Super!  Thanks for bringing closure.

Mike

On Mon, Jan 11, 2010 at 12:55 PM, Yuliya Palchaninava <y...@solute.de> wrote:
> Thanks again.
>
> Disabling norms, where it was possible without influencing the search quality,
> has solved the problem:
> - The not optimized version of the index has become smaller.
> - The optimized index has practically the same size as the not optimized one.
>
> Yuliya
>
>> -----Ursprüngliche Nachricht-----
>> Von: Michael McCandless [mailto:luc...@mikemccandless.com]
>> Gesendet: Freitag, 8. Januar 2010 14:38
>> An: java-user@lucene.apache.org
>> Betreff: Re: Lucene 2.9 and 3.0: Optimized index is thrice as
>> large as the not optimized index
>>
>> Lucene stores 1 byte (disk and RAM, when searching that
>> field) per document for any field that has norms enabled,
>> even for documents that do not contain that field.
>>
>> In your case, that's ~20 MB per field (once optimize is done), times
>> 559 fields = ~11TB of storage.
>>
>> You should index these fields with
>> Field.Index.ANALYZED_NO_NORMS to turn off norms.  But, this
>> means field/doc boosting, and the normal length boosting
>> Lucene normally does (shorter documents get a better score),
>> will be silently disabled.  Also: you must fully re-index
>> from scratch, otherwise the norms will turn themselves back
>> on when segments merge together.
>>
>> Mike
>>
>> On Fri, Jan 8, 2010 at 7:55 AM, Yuliya Palchaninava
>> <y...@solute.de> wrote:
>> > Thanks Michael.
>> >
>> > You are probably wright.
>> >
>> > Not optimized size is 4.1G, optimized index is about 15G.

▸ **EXERCISE INSTRUCTIONS**
A) According to the Lucene email thread, how much does Lucene store per document for any field that has norms enabled?
B) Write the next part of the Lucene email thread, starting after its last sentence.
The listing that comes next is from a different source than the Lucene email thread.

▸ **DATASET CONTENT**
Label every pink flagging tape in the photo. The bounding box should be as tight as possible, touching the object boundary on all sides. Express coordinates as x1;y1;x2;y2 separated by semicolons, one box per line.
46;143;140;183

▸ **ANSWERS TO THE PROBLEMS**
A) It stores 1 byte per document, on disk and in RAM when searching that field, even for documents that do not contain the field.

B)
>> >
>> > Yes, our documents do have many different indexed fields
>> and norms are enabled.
>> > Nr of fields: 559
>> > Nr of documents: 20845906
>> > Nr of terms: 25615389
>> >
>> > Could you please give me a more detailled explanation, how
>> the storage of norms effects the size of an index.
>> > What do you mean exactly with "norms are not stored sparsely"?
>> >
>> > Thanks,
>> > Yuliya
>> >
>> >> -----Ursprüngliche Nachricht-----
>> >> Von: Michael McCandless [mailto:luc...@mikemccandless.com]
>> >> Gesendet: Donnerstag, 7. Januar 2010 18:00
>> >> An: java-user@lucene.apache.org
>> >> Betreff: Re: Lucene 2.9 and 3.0: Optimized index is thrice
>> as large
>> >> as the not optimized index
>> >>
>> >> Do your documents have many different indexed fields?  If
>> you do, and
>> >> norms are enabled, that could be the cause (norms are not stored
>> >> sparsely).
>> >>
>> >> But: what actual sizes are we talking about?
>> >>
>> >> Mike
>> >>
>> >> On Thu, Jan 7, 2010 at 11:50 AM, Yuliya Palchaninava
>> <y...@solute.de>
>> >> wrote:
>> >> > Otis,
>> >> >
>> >> > thanks for the answer.
>> >> >
>> >> > Unfortunatelly the index *directory* remains larger *after"
>> >> the optimization.
>> >> > In our case the otimization was/is completed successfully
>> >> and, as you
>> >> > say, there is only one segment in the directory.
>> >> >
>> >> > Some other ideas?
>> >> >
>> >> > Thanks,
>> >> > Yuliya
>> >> >
>> >> >> -----Ursprüngliche Nachricht-----
>> >> >> Von: Otis Gospodnetic [mailto:otis_gospodne...@yahoo.com]
>> >> >> Gesendet: Donnerstag, 7. Januar 2010 17:35
>> >> >> An: java-user@lucene.apache.org
>> >> >> Betreff: Re: Lucene 2.9 and 3.0: Optimized index is thrice
>> >> as large
>> >> >> as the not optimized index
>> >> >>
>> >> >> Yuliya,
>> >> >>
>> >> >> The index *directory* will be larger *while* you are optimizing.
>> >> >> After the optimization is completed successfully, the
>> >> index directory
>> >> >> will be smaller.  It is possible that your index directory is
>> >> >> large(r) because you have some left-over segments (e.g.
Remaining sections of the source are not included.